- **Written problem**
Print the items below word for word, with every line kept as it is. Omit the pictures from your output.

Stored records

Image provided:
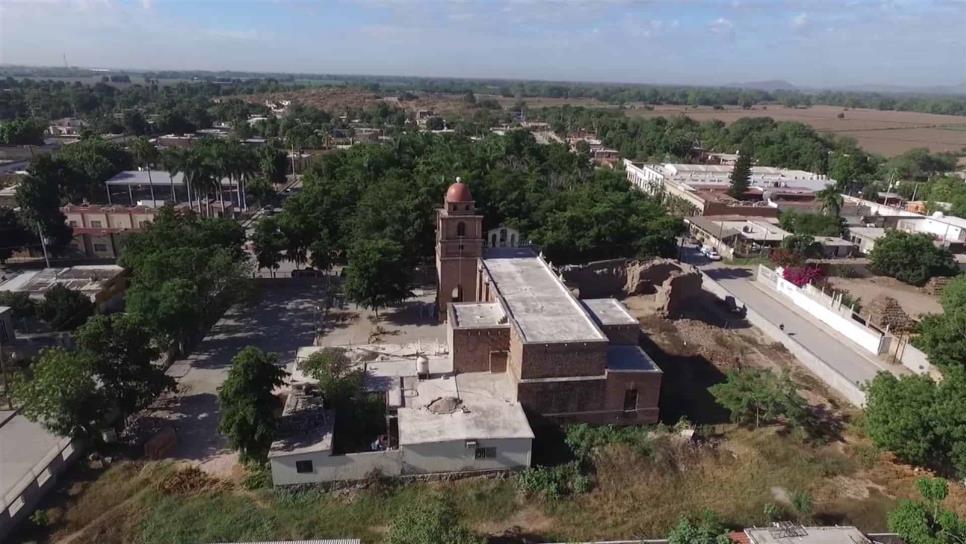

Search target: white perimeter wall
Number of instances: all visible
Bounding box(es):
[757,265,888,355]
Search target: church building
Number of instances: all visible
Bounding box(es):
[436,180,662,424]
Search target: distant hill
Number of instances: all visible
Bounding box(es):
[725,79,798,93]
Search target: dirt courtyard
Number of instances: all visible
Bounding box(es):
[828,276,943,319]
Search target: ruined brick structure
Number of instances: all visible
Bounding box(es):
[437,183,662,423]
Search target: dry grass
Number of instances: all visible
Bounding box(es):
[627,105,966,156]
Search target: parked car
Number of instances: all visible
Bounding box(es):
[701,246,721,261]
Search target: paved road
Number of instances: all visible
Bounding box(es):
[156,279,320,474]
[681,240,902,383]
[705,267,887,383]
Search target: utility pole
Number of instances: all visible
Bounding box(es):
[37,221,50,268]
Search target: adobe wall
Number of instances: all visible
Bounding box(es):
[604,371,663,422]
[561,259,701,317]
[510,341,607,379]
[450,325,510,372]
[600,323,641,346]
[517,376,607,415]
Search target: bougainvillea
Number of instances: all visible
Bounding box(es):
[782,266,823,287]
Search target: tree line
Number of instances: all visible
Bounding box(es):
[11,207,249,443]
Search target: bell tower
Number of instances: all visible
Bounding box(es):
[436,178,483,321]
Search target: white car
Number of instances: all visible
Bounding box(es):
[701,246,721,261]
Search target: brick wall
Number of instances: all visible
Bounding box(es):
[517,376,607,415]
[604,371,663,422]
[600,323,641,346]
[510,337,607,379]
[450,325,510,372]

- **Result of the task**
Image provided:

Search target: white perimeter wall
Number of instances: all visible
Bounding box(es):
[757,265,888,355]
Search target: church building
Number of instances: all visible
Bounding box(es):
[436,180,662,424]
Search target: distant hill
Number of instances: all visible
Bounding box(es):
[725,79,798,93]
Search target: dirt courtyard
Number of instances: all visible
Bounding box(es):
[828,276,943,319]
Search target: ruined brick structure
Number of instances: all visible
Bounding box(es):
[437,183,662,423]
Search target: dry grass
Number of instances: all visible
Bounding box(es):
[627,105,966,156]
Search target: parked car
Number of instances: all visible
Bounding box(es):
[701,246,721,261]
Search target: paved road
Number of instances: all visible
Bounding box(es):
[156,279,320,474]
[681,240,902,383]
[705,267,887,383]
Search target: utility pole
Number of instances: all visible
Bounding box(es):
[37,221,50,268]
Search target: adobe wall
Number of instances: all visible
Bounding box(es):
[604,371,663,422]
[561,259,701,317]
[510,341,607,379]
[450,325,510,372]
[600,323,641,346]
[517,376,607,415]
Search target: bougainvillea
Number of instances: all visible
Bounding box(es):
[782,266,823,287]
Search target: tree line
Number of instances: all visible
Bounding box(es):
[11,207,249,443]
Search target: bell tower
Number of instances: all visible
Bounding box(es):
[436,178,483,321]
Search target: white car
Number of instances: all visible
Bounding box(es):
[701,246,721,261]
Search target: brick wall
Number of instances: all visible
Bounding box(es):
[517,376,607,415]
[604,371,663,422]
[600,323,641,346]
[510,337,607,379]
[450,325,510,372]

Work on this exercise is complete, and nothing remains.